Records provided START
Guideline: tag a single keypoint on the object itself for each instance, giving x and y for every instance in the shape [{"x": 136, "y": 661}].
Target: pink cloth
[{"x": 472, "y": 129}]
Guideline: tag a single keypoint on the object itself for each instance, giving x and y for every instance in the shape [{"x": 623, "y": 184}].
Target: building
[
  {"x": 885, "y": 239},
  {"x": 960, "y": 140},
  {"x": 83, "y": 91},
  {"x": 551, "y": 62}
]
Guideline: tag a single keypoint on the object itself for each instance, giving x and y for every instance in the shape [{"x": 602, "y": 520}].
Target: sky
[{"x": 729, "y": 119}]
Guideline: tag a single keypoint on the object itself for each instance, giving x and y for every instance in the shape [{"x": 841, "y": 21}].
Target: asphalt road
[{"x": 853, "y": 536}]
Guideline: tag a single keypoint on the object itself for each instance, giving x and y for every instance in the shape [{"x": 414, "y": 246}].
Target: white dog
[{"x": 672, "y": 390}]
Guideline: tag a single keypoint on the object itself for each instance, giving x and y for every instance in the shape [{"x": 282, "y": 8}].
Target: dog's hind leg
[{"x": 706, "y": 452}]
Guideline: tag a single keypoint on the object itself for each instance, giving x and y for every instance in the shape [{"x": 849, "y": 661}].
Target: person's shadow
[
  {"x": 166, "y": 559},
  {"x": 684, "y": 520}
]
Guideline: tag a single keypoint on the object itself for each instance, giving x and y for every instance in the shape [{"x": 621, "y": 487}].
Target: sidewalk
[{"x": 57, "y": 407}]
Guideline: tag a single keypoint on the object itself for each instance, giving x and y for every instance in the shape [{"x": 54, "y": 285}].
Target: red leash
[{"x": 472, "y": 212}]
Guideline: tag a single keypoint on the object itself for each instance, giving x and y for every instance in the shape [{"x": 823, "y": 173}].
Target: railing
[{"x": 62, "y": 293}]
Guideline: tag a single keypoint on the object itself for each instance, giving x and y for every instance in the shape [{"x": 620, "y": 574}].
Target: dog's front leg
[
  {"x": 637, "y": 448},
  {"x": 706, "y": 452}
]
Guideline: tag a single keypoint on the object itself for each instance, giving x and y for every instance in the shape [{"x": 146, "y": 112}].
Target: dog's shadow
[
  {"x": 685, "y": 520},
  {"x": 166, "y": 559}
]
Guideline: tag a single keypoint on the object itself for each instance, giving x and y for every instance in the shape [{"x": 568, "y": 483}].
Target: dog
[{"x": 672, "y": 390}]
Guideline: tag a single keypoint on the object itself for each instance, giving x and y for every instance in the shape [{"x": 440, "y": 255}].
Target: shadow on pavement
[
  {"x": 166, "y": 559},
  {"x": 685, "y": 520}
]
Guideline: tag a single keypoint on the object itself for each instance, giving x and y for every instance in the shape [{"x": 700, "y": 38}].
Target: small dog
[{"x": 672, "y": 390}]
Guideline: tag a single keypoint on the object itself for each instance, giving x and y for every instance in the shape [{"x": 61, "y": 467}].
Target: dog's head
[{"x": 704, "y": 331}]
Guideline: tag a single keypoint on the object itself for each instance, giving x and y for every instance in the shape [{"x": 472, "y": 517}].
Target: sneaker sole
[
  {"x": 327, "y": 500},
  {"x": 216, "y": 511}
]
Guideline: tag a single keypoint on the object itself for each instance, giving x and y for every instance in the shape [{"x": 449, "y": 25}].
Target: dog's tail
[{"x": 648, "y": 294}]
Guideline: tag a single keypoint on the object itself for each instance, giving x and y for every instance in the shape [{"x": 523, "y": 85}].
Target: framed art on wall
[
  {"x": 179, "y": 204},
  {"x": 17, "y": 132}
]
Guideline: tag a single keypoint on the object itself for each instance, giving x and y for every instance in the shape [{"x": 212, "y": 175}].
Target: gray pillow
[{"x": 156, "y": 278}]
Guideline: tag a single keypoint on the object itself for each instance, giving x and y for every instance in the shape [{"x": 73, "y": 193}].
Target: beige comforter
Records provided END
Aim of the task »
Word-for-word copies of all the records are required.

Answer section »
Guideline: tag a single keypoint on the object itself for each instance, giving x and y for every instance in the shape [{"x": 136, "y": 661}].
Target: pink cloth
[{"x": 472, "y": 129}]
Guideline: tag a single keypoint on the object itself for each instance, giving x and y for every instance in the shape [{"x": 623, "y": 184}].
Target: building
[
  {"x": 885, "y": 239},
  {"x": 960, "y": 140},
  {"x": 83, "y": 91},
  {"x": 551, "y": 62}
]
Guideline: tag a single keypoint on the object itself for each instance, giving x and y for every instance in the shape [{"x": 602, "y": 520}].
Target: sky
[{"x": 729, "y": 119}]
Guideline: tag a single keypoint on the object itself for each instance, giving x and y for every instance in the shape [{"x": 841, "y": 21}].
Target: asphalt road
[{"x": 853, "y": 536}]
Guideline: tag a single keypoint on the object itself for each instance, giving x and y for every instance in the shape [{"x": 414, "y": 246}].
Target: white dog
[{"x": 672, "y": 390}]
Guideline: tag a single keypoint on the object itself for each instance, giving x and y for every instance in the shape [{"x": 282, "y": 8}].
Target: dog's hind leg
[{"x": 706, "y": 452}]
Guideline: tag a single keypoint on the object itself for each instance, giving x and y for every instance in the shape [{"x": 849, "y": 661}].
Target: person's shadow
[
  {"x": 166, "y": 559},
  {"x": 684, "y": 520}
]
Guideline: tag a single keypoint on the object itself for each instance, giving x and y for every instance in the shape [{"x": 621, "y": 487}].
Target: sidewalk
[{"x": 57, "y": 407}]
Guideline: tag a single keypoint on the object itself for each instance, giving x and y for every instance in the shape [{"x": 54, "y": 285}].
Target: red leash
[{"x": 472, "y": 212}]
Guideline: tag a single keypoint on the object itself for each instance, giving x and y for every instance in the shape [{"x": 823, "y": 173}].
Target: railing
[{"x": 62, "y": 293}]
Guideline: tag a single keypoint on the object itself for each instance, giving x and y for every instance in the shape [{"x": 620, "y": 574}].
Target: dog's front leg
[
  {"x": 637, "y": 448},
  {"x": 706, "y": 452}
]
Guideline: tag a single keypoint on the object itself for each instance, giving x and y for every instance in the shape [{"x": 146, "y": 112}].
Target: dog's shadow
[
  {"x": 685, "y": 520},
  {"x": 166, "y": 559}
]
Guideline: tag a single keypoint on the object itself for each instance, giving x and y for every instance in the shape [{"x": 568, "y": 483}].
Target: dog
[{"x": 672, "y": 390}]
Guideline: tag a single keypoint on the object itself for each instance, giving x and y for every instance in the shape [{"x": 440, "y": 255}].
Target: shadow on pavement
[
  {"x": 166, "y": 559},
  {"x": 685, "y": 520}
]
Guideline: tag a single keypoint on the object itself for each instance, giving x and y for every instance in the shape [{"x": 700, "y": 38}].
Target: small dog
[{"x": 672, "y": 390}]
Guideline: tag a single keypoint on the object itself for each instance, giving x and y for every instance in the shape [{"x": 61, "y": 467}].
Target: dog's head
[{"x": 704, "y": 331}]
Guideline: tag a single keypoint on the object itself for each instance, giving x and y for every instance in the shape [{"x": 472, "y": 517}].
Target: sneaker sole
[
  {"x": 327, "y": 500},
  {"x": 216, "y": 511}
]
Guideline: tag a single keypoint on the object itself for each instance, giving x and y for every instance in the shape [{"x": 449, "y": 25}].
Target: dog's tail
[{"x": 648, "y": 294}]
Guideline: tag a single keypoint on the object itself for each instance, giving x and y for every instance in the shape [{"x": 523, "y": 85}].
Target: framed art on wall
[
  {"x": 179, "y": 204},
  {"x": 17, "y": 132}
]
Guideline: tag a single keypoint on the object itself for each instance, giving x and y for every instance in the shape [{"x": 212, "y": 175}].
Target: gray pillow
[{"x": 156, "y": 278}]
Guideline: tag a single keypoint on the object itself for each instance, giving x and y for every instance in the shape [{"x": 73, "y": 193}].
Target: beige comforter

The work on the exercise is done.